**Records from a collection:**
%%

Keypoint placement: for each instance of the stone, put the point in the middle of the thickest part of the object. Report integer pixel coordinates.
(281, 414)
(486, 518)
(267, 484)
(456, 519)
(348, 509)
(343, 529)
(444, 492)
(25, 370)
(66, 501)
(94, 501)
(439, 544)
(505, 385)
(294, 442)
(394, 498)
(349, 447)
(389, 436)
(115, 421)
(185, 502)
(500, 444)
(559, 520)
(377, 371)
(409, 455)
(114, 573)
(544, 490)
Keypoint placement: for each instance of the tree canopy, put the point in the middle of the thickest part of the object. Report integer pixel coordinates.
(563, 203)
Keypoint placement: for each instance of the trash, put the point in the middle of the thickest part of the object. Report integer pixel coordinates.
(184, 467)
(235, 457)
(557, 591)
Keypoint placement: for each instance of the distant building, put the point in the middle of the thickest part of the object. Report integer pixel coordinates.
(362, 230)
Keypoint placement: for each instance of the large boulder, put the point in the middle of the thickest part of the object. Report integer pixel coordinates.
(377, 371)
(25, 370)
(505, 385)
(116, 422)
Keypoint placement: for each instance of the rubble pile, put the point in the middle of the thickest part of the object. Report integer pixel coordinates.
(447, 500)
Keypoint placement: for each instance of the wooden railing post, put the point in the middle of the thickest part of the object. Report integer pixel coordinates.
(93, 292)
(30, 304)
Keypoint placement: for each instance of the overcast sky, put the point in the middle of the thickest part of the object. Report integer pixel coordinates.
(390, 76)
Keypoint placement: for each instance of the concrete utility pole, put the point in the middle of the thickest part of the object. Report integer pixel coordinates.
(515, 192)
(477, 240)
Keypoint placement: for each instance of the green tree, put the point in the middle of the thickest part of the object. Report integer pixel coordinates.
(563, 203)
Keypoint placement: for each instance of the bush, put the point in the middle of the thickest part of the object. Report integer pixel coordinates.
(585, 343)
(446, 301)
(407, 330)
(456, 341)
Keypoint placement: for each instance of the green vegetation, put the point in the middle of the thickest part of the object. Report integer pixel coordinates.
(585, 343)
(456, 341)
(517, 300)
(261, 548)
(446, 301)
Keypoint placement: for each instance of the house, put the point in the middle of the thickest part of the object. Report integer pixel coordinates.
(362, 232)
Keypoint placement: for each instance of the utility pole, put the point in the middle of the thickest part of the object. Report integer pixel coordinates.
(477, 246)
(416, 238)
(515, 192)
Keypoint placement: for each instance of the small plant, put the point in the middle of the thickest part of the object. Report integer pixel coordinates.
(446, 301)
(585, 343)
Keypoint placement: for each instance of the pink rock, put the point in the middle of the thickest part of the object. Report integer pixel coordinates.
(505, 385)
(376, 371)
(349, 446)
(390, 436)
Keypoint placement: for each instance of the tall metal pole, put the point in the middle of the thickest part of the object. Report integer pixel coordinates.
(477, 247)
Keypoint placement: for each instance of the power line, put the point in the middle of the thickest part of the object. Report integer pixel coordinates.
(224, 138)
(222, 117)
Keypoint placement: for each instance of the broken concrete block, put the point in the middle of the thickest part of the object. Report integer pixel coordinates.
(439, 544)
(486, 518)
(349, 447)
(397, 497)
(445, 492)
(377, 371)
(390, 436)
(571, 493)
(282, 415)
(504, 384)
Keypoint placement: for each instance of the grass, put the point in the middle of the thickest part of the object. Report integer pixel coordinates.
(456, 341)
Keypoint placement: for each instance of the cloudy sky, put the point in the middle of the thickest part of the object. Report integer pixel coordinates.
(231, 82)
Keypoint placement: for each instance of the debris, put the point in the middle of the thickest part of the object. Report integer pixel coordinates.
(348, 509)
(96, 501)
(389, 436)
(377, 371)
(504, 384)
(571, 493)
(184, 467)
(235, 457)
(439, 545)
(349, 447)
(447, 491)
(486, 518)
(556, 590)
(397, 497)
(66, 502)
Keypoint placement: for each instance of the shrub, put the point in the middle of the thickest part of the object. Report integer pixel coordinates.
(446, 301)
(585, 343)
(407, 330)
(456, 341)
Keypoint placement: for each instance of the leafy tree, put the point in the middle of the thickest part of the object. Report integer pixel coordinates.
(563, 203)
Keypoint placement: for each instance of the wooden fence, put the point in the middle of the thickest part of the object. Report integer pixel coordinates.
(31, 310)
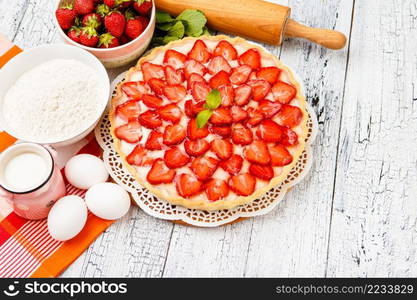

%%

**REQUEST:**
Pick out each line of the material above that contains the word "rock".

**THE RESULT:**
Keypoint placement: for each instance of the pink rock, put the point in the middle of the thickest part of the object. Report integer pixel coordinates.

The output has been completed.